Tarea 1: Según el texto sobre el sueño, ¿para quiénes forma parte el sueño de su entrenamiento?
Tarea 2: Prolongue el texto sobre el sueño a partir de su última oración.

Página:

----

No es que viva en un avión, pero cada que me subo a uno es una vergüenza. Ya sé que voy a brincar de un susto y enseguida a cabecear como un anciano. Una vez, y no es invento, le di un cabezazo a mi hermana, que venía tan relajada en el asiento de al lado. Se puso fúrica. Y cómo no.
El sueño es un estado lleno de misterios, aunque, también, de grandes certezas. Probablemente, la más importante de todas, su poder reparador. No hace falta ser un científico o un experto en la materia para saberlo, todos lo hemos experimentado: luego de una noche bien dormida o de una siesta profunda, somos otros.
Si para cualquier persona el sueño es esencial para su buen funcionamiento, para los deportistas, incluso, forma parte de su entrenamiento. Dormir bien es una práctica que debe considerarse en toda preparación, pues la sanación surte sus efectos especialmente durante la noche. Con el sueño, los músculos y el organismo se recuperan, además de que es en esa dimensión ansiolítica donde interiorizamos lo que de día aprendemos. Por ejemplo, la técnica de la carrera, en el caso de quienes corren.

----

Filas de datos:
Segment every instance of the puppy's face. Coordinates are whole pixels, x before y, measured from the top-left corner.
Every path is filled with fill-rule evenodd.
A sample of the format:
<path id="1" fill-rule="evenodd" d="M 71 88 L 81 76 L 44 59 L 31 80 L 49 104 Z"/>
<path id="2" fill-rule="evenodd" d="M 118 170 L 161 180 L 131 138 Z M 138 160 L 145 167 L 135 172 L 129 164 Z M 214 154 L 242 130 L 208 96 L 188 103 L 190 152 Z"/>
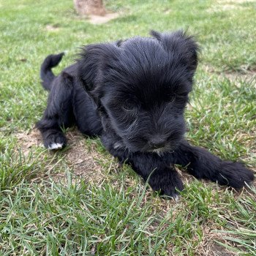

----

Resultado 1: Para los deportistas.

Resultado 2:
Así como el océano, el sueño es una marea purificadora, una fuerza sobrenatural que lo mismo arrastra desechos a la orilla de nuestra conciencia, que tesoros anclados en nuestras profundidades. Puedes no tener ilusión alguna en la vida y que de pronto llegue un sueño y te la implante. Recuerdo la vez que de adolescente soñé con una amiga y la besé. Al despertar, nada fue igual, un sentimiento me había sido implantado: la quería a toda costa.
El sueño regenera los músculos, la vitalidad y las ilusiones. Es una fuerza poderosa que repara el espíritu y el alma, y que nos acerca a deportistas y sedentarios a nuestros propósitos y metas.